> **Text excerpt**
*** Block opens ***
A bill before the State Legislature would allow physician-assisted suicides in New...

A bill before the State Legislature would allow physician-assisted suicides in New York for the first time. Credit: Getty Images/Ruben Bonilla Gonzalo

A bill kicking around the State Legislature for the past several years is gathering a head of steam in the final weeks of the session.

It would expressly allow physician-assisted suicides in New York for the first time. If the legislation becomes law, New York would join 10 other states in permitting a practice that never would have been seriously considered a couple of decades ago, neither by doctors nor patient advocates. 

To the medical community it would have been viewed as a violation of the Hippocratic Oath, which famously states, "I will do no harm..." To others, the very idea would have been anathema in a society that ostensibly values life. 

How times have changed. 

Arguments in favor of the The New York Medical Aid in Dying Act, sponsored by Assemb. Amy Paulin of Westchester and State Sen. Diane Savino of Staten Island, come easily in a libertarian sense: 

It’s my life; my body and my choice, the narrative goes. Why should I suffer when my end is near? Why should my life savings be sucked dry by medical interventions when I’m going to die anyway? 

All fair points. But there’s more to the issue when one truly thinks it through. New York legislators would be wise to cast their votes cautiously.  

Precedence is concern number one. If we allow physician-assisted suicides — if we leap that great ethical divide  — the practice in time will become normalized. And once it becomes normalized it will become expected. If that sounds like a stretch, consider what happened with legalized abortions beginning in the early 1970’s. How long did it take for the “are-we-going-to-keep-the-baby?” conversations to become normalized? Not very. Once it’s an option it’s an option.
*** Block closes ***
> **What the task asks**
Transcribe the stretch of the opinion piece on New York's physician-assisted suicide bill from "To the medical" through "their votes cautiously.". You won't need any of the data that comes after the text.

> **Dataset excerpts**
*** Block opens ***
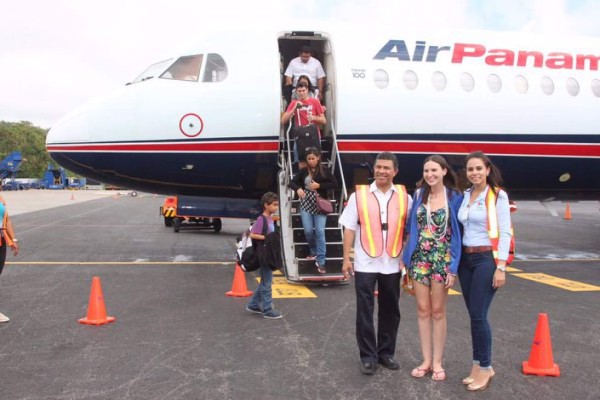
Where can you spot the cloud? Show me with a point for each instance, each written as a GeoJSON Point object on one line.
{"type": "Point", "coordinates": [56, 55]}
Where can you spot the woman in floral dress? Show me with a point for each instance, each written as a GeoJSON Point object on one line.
{"type": "Point", "coordinates": [432, 256]}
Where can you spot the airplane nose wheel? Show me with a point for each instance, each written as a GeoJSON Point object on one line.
{"type": "Point", "coordinates": [217, 224]}
{"type": "Point", "coordinates": [176, 224]}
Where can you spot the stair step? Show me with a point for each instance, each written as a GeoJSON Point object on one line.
{"type": "Point", "coordinates": [308, 267]}
{"type": "Point", "coordinates": [332, 221]}
{"type": "Point", "coordinates": [331, 249]}
{"type": "Point", "coordinates": [331, 235]}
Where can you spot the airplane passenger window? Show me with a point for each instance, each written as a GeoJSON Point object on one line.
{"type": "Point", "coordinates": [381, 79]}
{"type": "Point", "coordinates": [494, 83]}
{"type": "Point", "coordinates": [439, 80]}
{"type": "Point", "coordinates": [186, 68]}
{"type": "Point", "coordinates": [216, 68]}
{"type": "Point", "coordinates": [410, 79]}
{"type": "Point", "coordinates": [596, 87]}
{"type": "Point", "coordinates": [521, 84]}
{"type": "Point", "coordinates": [153, 70]}
{"type": "Point", "coordinates": [467, 82]}
{"type": "Point", "coordinates": [572, 87]}
{"type": "Point", "coordinates": [547, 85]}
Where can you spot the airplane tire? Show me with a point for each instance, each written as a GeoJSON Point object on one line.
{"type": "Point", "coordinates": [217, 224]}
{"type": "Point", "coordinates": [176, 224]}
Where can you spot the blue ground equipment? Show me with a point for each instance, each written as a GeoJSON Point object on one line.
{"type": "Point", "coordinates": [8, 169]}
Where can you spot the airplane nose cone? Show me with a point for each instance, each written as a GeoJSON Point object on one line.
{"type": "Point", "coordinates": [73, 128]}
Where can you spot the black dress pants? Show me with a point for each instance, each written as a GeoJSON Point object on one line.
{"type": "Point", "coordinates": [373, 347]}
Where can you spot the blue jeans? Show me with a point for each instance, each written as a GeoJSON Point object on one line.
{"type": "Point", "coordinates": [263, 296]}
{"type": "Point", "coordinates": [476, 273]}
{"type": "Point", "coordinates": [314, 230]}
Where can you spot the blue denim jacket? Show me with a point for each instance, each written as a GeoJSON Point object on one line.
{"type": "Point", "coordinates": [454, 201]}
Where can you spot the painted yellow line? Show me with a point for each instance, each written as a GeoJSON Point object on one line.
{"type": "Point", "coordinates": [283, 290]}
{"type": "Point", "coordinates": [566, 284]}
{"type": "Point", "coordinates": [122, 263]}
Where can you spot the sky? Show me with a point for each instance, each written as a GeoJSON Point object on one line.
{"type": "Point", "coordinates": [57, 55]}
*** Block closes ***
> **Answer box**
To the medical community it would have been viewed as a violation of the Hippocratic Oath, which famously states, "I will do no harm..." To others, the very idea would have been anathema in a society that ostensibly values life. 

How times have changed. 

Arguments in favor of the The New York Medical Aid in Dying Act, sponsored by Assemb. Amy Paulin of Westchester and State Sen. Diane Savino of Staten Island, come easily in a libertarian sense: 

It’s my life; my body and my choice, the narrative goes. Why should I suffer when my end is near? Why should my life savings be sucked dry by medical interventions when I’m going to die anyway? 

All fair points. But there’s more to the issue when one truly thinks it through. New York legislators would be wise to cast their votes cautiously.